----- RECORD EXTRACTS -----

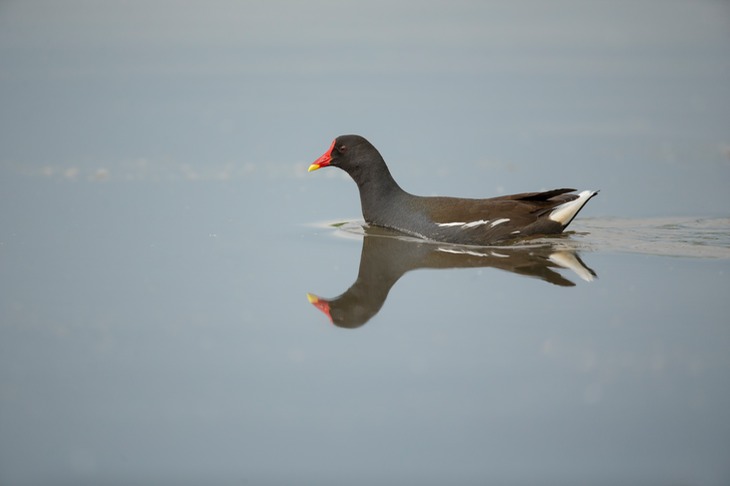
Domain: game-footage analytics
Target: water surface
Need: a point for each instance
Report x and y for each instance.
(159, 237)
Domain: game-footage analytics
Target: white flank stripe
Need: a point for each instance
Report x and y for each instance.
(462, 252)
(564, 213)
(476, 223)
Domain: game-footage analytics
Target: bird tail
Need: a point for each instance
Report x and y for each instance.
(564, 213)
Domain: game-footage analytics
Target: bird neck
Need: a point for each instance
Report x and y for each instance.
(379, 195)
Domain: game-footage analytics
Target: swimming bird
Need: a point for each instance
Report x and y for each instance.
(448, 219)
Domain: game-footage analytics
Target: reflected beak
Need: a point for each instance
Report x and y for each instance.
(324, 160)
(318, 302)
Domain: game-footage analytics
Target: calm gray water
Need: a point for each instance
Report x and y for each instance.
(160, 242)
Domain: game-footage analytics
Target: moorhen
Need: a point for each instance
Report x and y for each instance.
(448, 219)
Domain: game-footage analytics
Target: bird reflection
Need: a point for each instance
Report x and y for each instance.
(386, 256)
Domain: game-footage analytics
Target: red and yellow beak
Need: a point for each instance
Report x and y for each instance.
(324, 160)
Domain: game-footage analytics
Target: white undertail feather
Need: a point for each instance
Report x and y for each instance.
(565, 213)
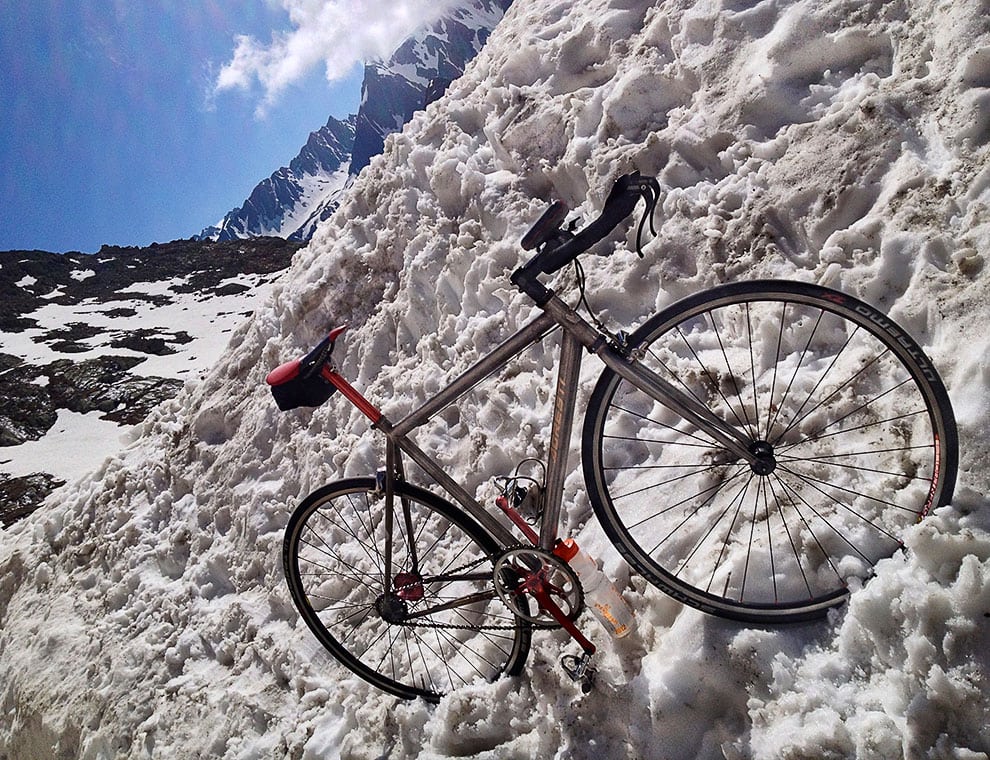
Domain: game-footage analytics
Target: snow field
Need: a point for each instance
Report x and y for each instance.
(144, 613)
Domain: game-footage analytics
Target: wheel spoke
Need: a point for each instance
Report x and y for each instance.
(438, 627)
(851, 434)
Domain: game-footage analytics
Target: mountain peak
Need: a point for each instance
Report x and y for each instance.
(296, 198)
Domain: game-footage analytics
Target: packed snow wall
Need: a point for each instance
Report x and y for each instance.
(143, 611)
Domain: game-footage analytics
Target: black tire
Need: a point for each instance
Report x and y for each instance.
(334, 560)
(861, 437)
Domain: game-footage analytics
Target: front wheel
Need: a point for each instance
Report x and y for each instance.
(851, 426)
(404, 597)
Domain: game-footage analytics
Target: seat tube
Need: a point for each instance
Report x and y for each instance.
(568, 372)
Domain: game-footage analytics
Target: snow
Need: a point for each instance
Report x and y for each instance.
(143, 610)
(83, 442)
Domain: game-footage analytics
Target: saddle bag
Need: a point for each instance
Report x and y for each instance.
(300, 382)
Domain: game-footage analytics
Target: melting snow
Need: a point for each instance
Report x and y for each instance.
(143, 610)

-----

- _WORK INSTRUCTION_
Display every line of the listing that contains the string "beak".

- _ANSWER TO THIS PROBLEM_
Target: reflected beak
Target: red and yellow beak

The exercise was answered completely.